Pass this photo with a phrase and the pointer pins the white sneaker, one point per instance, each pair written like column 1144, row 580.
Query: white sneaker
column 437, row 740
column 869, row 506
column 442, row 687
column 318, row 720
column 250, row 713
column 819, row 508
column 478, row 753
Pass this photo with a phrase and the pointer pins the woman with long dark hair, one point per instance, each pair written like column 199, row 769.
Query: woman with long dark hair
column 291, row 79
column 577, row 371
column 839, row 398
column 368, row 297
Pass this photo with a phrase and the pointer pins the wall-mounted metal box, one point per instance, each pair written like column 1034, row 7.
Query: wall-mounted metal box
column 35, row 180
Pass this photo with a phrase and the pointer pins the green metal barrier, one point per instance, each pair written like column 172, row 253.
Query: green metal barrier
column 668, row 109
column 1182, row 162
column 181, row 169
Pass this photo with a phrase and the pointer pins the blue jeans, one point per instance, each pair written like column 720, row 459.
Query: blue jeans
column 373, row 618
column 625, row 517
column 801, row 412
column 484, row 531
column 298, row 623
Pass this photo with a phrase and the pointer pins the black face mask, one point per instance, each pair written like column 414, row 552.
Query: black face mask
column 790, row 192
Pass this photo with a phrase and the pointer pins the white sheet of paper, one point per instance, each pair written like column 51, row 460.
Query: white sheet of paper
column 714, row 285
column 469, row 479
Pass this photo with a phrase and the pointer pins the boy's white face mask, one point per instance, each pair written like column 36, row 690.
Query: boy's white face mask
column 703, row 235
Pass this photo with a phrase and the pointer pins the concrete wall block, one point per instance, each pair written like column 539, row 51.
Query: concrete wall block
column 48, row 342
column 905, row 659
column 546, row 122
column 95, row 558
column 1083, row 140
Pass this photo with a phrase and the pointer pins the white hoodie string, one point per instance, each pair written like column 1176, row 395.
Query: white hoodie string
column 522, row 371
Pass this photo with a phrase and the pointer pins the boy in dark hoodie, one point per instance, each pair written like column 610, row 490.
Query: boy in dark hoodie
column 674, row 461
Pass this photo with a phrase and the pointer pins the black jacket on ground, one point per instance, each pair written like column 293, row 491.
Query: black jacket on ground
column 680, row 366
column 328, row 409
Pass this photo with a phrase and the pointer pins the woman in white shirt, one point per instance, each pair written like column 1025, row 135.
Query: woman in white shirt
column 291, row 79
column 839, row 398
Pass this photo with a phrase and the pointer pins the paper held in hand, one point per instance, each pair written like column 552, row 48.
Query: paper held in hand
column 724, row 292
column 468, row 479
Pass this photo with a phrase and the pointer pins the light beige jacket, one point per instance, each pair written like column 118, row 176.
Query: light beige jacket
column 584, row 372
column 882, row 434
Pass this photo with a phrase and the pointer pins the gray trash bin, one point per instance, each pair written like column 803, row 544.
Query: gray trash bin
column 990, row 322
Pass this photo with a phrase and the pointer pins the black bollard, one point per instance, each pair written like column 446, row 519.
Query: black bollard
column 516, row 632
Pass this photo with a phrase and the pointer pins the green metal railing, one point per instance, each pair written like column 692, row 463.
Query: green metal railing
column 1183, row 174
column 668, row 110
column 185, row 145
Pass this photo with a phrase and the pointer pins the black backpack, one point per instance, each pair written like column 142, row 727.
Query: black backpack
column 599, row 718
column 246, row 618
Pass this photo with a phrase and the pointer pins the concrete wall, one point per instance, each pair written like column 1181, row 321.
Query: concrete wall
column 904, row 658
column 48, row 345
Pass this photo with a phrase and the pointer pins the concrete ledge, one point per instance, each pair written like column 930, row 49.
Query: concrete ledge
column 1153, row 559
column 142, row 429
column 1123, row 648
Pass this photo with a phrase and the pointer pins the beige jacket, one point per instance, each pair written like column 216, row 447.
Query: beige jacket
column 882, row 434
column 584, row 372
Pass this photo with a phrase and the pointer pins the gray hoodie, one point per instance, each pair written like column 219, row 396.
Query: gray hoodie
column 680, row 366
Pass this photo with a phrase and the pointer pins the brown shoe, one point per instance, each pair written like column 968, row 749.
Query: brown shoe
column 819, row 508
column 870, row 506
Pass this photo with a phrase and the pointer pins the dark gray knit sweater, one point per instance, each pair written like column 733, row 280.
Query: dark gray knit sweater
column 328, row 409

...

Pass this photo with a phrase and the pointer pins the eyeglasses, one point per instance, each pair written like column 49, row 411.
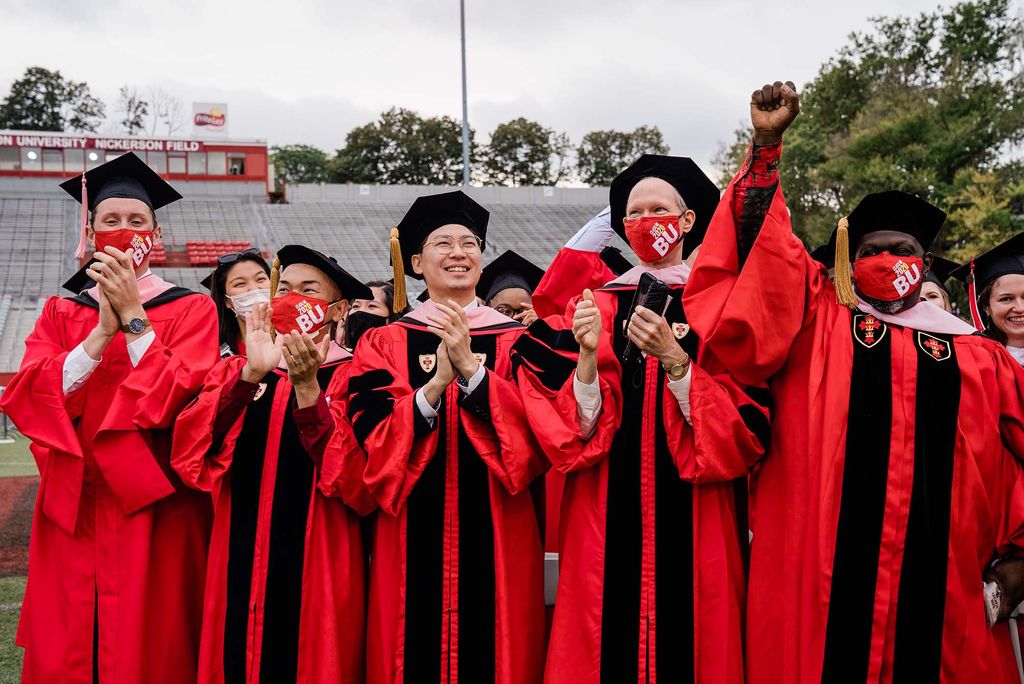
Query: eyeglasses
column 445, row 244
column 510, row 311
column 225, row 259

**The task**
Give back, word for word, only the lines above from the line holding "414, row 552." to the line holding "51, row 460.", both included.

**Answer to the problem**
Pass this photo with a phrase and the pointer pins the black face mask, one point per instance, each pair written like column 414, row 552.
Query: black face mask
column 790, row 192
Pass this photo with a phrase and the pointer pins the white sheet of paper, one point per instance, each pair written like column 51, row 460.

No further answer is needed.